Text shown>
_____

For a long time SA was a country in a state of war where a highly powerful and very high-tech security machinery did everything it could to deprive the majority of the population from its basic human rights. With the ANC gaining power through democratic elections in 1994, the inequality which was created by this system didn't vanish overnight - in particular the economic inequality. The country is suffering from wounds that will take a long time to heal, with fresh conflicts erupting daily from old accumulation of corruption and lies. Still, most South Africans show a strong confidence that the process of transformation will remain peaceful. For me it was impossible to separate the Biennial from this atmosphere of hopes and fears. But the strength of the Biennial also lies in the particularly strong potential for social explosion in SA today. Given all this, Johannesburg seems ideally suited to bring into focus the problems of globalisation. It appears to be a model for the hybridisation of the world, where roots are replaced by routes taking peoples on unsure travels into the future.

But let us juxtapose the narrations of the town with the narrations of the curators, the artists and finally my own narration. As you soon will see I will try to make my voice almost disappear. During the Biennial I recorded many conversations. Given the ideas behind the Biennial, I decided to compose a collage of different opinions rather than to write a linear text from my singular point of view. The multiplicity of voices was one of the key achievements of this event; unavoidably, this multiplicity sometimes resulted in a kind of babylonic confusion. (The following quotations are based on transcriptions of my recordings which I have slightly edited.)

Okwui Enwezor, artistic director of the Biennial who was born in Nigeria and is based in New York:

For me the main question was how to approach this subject of globalisation. But not globalisation as a phenomenon unique to the 20th century but as something which has a much longer historical trajectory. So within this problematic of globalisation which multinationals have sort of stolen, we have quite a few questions we think about, whether it is migration, identity, nationalism, post-colonialism, colonialism and so on. It was an opportunity for me to meditate on what it means at this particular historical moment and to reflect on how economic imperatives have produced very recent global cultural consequences.

Some of Okwui Enwezor's basic decisions concerning the organisation of the event were supported by many artists and visitors.

I am pretty much seduced by the fact that the national pavilions have been abolished and that artists are not representing their countries but are just showing works as individual artists and we are all mixed together.

Alfredo Jaar, artist, New York/Chile, (Transversions)

I like this Biennial because they are not looking for artists who are from this country or from that country, instead they invited artists who fit with their concept. They try to break down this idea of nationality and I feel very comfortable with this.

Juan Carlos Robles, Berlin/Spain (Alternating Currents)

But Okwui Enwezor went further than just abolishing national pavilions, the traditional Biennial structure - he also delegated curatorial power. He said:

For me it was not possible to follow once again the grand gesture of art world - being the sole artistic director. I felt that it was necessary to work collaboratively with other curators. That complicates my position but it also makes it more legible.

_____

Supplied records>

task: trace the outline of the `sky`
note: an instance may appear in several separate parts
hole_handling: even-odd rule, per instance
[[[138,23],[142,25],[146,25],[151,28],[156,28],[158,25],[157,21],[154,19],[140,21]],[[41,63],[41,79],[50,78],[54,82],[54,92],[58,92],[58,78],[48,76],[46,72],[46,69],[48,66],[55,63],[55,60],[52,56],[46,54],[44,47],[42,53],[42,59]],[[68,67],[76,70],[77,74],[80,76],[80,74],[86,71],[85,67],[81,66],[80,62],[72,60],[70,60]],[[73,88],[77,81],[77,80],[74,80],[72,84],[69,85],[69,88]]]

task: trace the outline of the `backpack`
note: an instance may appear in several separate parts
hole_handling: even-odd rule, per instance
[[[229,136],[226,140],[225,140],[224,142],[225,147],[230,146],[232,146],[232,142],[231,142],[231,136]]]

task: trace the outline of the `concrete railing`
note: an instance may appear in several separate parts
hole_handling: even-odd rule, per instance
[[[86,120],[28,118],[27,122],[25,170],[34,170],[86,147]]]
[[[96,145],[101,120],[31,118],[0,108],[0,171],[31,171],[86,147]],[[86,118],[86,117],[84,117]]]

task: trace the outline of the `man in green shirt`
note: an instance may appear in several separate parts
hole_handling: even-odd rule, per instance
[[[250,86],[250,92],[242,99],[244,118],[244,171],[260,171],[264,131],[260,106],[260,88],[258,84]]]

_____

Written exercise> From the Johannesburg Biennial text above, retype the passage word for word, starting at the words "Some of Okwui" and ending after the words "New York/Chile, (Transversions)".

Right answer>
Some of Okwui Enwezor's basic decisions concerning the organisation of the event were supported by many artists and visitors.

I am pretty much seduced by the fact that the national pavilions have been abolished and that artists are not representing their countries but are just showing works as individual artists and we are all mixed together.

Alfredo Jaar, artist, New York/Chile, (Transversions)